What this task involves. Recast the rows below as a two-column CSV with the headers text and points. Give one line per row, with each value in its own quoted field and line breaks turned into spaces. Include only the rows from the line holding "of the building" through the end of the rows, inclusive.

— Start Given data —

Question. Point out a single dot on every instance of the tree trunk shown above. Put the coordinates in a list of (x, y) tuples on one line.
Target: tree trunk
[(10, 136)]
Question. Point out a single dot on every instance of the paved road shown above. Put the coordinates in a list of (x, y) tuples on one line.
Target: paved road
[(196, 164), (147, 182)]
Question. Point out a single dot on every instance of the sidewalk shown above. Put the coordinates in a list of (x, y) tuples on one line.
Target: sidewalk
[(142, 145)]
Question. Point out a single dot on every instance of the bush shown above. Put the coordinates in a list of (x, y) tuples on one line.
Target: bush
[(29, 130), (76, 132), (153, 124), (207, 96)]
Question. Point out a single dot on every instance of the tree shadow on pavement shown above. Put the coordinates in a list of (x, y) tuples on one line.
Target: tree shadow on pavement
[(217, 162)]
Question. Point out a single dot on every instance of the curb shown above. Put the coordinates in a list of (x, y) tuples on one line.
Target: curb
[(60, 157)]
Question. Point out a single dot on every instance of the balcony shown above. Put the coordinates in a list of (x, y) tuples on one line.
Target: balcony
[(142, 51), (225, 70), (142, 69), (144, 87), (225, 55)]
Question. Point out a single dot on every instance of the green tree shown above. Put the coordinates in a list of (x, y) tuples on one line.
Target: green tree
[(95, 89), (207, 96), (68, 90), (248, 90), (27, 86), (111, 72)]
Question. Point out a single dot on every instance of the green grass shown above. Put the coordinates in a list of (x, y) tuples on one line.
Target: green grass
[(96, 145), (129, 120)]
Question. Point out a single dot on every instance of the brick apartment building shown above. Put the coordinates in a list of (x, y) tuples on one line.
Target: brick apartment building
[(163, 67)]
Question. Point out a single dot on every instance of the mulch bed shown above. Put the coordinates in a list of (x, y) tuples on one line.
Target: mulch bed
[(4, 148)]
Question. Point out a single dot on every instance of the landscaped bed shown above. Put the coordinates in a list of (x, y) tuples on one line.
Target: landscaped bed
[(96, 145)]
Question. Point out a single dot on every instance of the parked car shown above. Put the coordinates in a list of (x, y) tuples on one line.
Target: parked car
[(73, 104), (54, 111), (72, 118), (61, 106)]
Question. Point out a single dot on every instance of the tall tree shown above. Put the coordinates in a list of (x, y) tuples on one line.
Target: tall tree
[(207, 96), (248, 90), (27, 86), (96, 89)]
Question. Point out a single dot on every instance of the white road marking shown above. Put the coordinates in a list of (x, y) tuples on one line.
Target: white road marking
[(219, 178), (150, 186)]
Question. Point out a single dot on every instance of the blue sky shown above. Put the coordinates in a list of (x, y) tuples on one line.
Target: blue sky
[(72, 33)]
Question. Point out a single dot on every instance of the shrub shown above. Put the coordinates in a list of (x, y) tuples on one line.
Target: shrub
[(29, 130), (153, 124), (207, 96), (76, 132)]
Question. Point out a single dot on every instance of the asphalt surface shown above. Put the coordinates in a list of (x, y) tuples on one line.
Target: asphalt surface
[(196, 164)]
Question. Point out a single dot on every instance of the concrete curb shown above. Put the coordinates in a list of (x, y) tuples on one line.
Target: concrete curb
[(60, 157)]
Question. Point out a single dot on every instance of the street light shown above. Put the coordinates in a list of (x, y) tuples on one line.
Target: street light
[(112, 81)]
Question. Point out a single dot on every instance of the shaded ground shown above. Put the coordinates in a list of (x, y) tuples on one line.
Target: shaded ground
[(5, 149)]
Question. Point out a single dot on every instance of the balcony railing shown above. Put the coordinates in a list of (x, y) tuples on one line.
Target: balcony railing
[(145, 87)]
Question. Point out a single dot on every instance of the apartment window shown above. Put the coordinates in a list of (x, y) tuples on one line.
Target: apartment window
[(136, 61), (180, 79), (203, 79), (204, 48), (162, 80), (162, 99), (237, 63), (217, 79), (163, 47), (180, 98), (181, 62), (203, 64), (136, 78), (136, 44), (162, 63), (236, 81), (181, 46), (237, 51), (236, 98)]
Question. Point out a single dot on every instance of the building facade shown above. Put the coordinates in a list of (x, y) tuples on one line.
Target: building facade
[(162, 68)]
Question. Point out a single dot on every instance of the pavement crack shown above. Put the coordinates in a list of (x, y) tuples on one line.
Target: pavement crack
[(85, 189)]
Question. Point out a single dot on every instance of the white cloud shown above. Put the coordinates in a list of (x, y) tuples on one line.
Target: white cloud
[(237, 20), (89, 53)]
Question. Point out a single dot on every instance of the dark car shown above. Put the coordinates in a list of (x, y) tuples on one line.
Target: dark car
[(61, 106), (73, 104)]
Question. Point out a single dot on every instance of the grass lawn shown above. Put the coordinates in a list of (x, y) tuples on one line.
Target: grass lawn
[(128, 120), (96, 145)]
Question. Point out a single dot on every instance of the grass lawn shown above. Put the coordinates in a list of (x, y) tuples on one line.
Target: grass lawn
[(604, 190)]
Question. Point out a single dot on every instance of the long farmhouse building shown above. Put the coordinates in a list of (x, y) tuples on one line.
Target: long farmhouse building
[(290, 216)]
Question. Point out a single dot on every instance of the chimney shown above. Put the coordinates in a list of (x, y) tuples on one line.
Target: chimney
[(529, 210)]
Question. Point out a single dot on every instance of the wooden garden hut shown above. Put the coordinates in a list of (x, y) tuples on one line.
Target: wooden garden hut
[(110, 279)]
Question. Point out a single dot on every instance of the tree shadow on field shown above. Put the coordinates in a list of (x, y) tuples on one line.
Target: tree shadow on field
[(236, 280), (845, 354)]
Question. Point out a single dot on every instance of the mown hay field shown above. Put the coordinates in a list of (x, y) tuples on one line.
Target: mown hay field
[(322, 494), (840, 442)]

— End Given data —

Answer to this problem.
text,points
"Question. Point out a single dot on every instance of the building facade shown above. Put the coordinates in a list of (x, y) tuples on one line. Target: building facade","[(162, 68)]"
"Question. Point out a single dot on every instance of the pavement crack shown above. Put the coordinates in a list of (x, y) tuples on one line. Target: pavement crack","[(85, 189)]"
"Question. Point out a single dot on every instance of the white cloud shown above. Put the coordinates in a list of (x, y) tuples on one line. Target: white cloud","[(237, 20), (89, 53)]"
"Question. Point out a single dot on every instance of the dark car shown above. Put the coordinates in a list of (x, y) tuples on one line. Target: dark car","[(61, 106), (73, 104)]"
"Question. Point out a single dot on every instance of the grass lawn shown above. Put the coordinates in a list of (x, y) tuples on one line. Target: grass lawn","[(128, 120), (96, 145)]"
"Question. Point out a single dot on every instance of the grass lawn shown above. Put the coordinates in a list of (x, y) tuples on one line. Target: grass lawn","[(604, 190)]"
"Question. Point out a single dot on every instance of the long farmhouse building shown above. Put the coordinates in a list of (x, y) tuples on one line. Target: long farmhouse building","[(290, 216)]"
"Question. Point out a single dot on every instance of the chimney shown above. Put the coordinates in a list of (x, y) tuples on one line. Target: chimney","[(529, 210)]"
"Question. Point out a single dot on every instance of the wooden garden hut shown above. Put the coordinates in a list of (x, y) tuples on one line. Target: wooden garden hut","[(110, 279)]"
"Question. Point out a single dot on every instance of the tree shadow on field shown above. Put the coordinates in a list of (x, y) tuples on one line. Target: tree shadow on field","[(236, 280), (845, 354)]"
"Question. Point out a single dot on every instance of the mown hay field shown above. Put the coordinates in a list of (x, y) tuples on one line. Target: mown hay field","[(322, 494), (840, 442)]"